▶ _WHAT YOU HAVE TO DO_: Put every line of the listing below into a JSON list of strings, one string per line, skipping blank lines and leaving out the pictures.

··· DATASET CONTENT

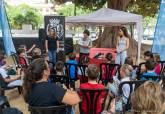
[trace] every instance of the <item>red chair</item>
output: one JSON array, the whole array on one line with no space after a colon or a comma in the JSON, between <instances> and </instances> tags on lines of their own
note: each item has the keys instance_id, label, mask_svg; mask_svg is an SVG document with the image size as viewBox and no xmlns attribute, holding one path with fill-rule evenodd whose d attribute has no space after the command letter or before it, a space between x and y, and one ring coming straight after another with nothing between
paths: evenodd
<instances>
[{"instance_id":1,"label":"red chair","mask_svg":"<svg viewBox=\"0 0 165 114\"><path fill-rule=\"evenodd\" d=\"M120 65L119 64L109 64L109 63L102 63L100 64L100 79L104 85L107 85L108 82L113 81L113 76L117 73L120 75Z\"/></svg>"},{"instance_id":2,"label":"red chair","mask_svg":"<svg viewBox=\"0 0 165 114\"><path fill-rule=\"evenodd\" d=\"M82 93L82 98L86 103L86 112L82 109L82 102L84 101L80 103L80 114L100 114L103 111L108 95L108 89L80 89L80 93ZM101 98L102 94L104 94L103 98ZM98 110L99 100L102 100L100 110Z\"/></svg>"}]
</instances>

······

▶ _SOLUTION FOR THIS EXERCISE_:
[
  "[trace] every instance of the <item>red chair</item>",
  "output: one JSON array, the whole array on one line with no space after a colon or a comma in the JSON, between <instances> and </instances> tags on lines of their own",
  "note: each item has the keys instance_id, label, mask_svg; mask_svg is an SVG document with the image size as viewBox and no xmlns attribute, holding one path with fill-rule evenodd whose d attribute has no space after the command letter or before it, a space between x and y, and one ring coming straight after another with nothing between",
  "paths: evenodd",
  "<instances>",
  "[{\"instance_id\":1,\"label\":\"red chair\",\"mask_svg\":\"<svg viewBox=\\\"0 0 165 114\\\"><path fill-rule=\\\"evenodd\\\" d=\\\"M120 65L119 64L109 64L109 63L102 63L100 64L100 79L104 85L107 85L108 82L113 81L113 76L117 73L120 75Z\\\"/></svg>\"},{\"instance_id\":2,\"label\":\"red chair\",\"mask_svg\":\"<svg viewBox=\\\"0 0 165 114\\\"><path fill-rule=\\\"evenodd\\\" d=\\\"M82 93L82 98L86 103L86 112L82 109L82 102L84 101L80 103L80 114L100 114L103 111L108 95L108 89L80 89L80 93ZM101 98L102 94L104 94L103 98ZM98 110L99 100L102 100L100 110Z\\\"/></svg>\"}]",
  "</instances>"
]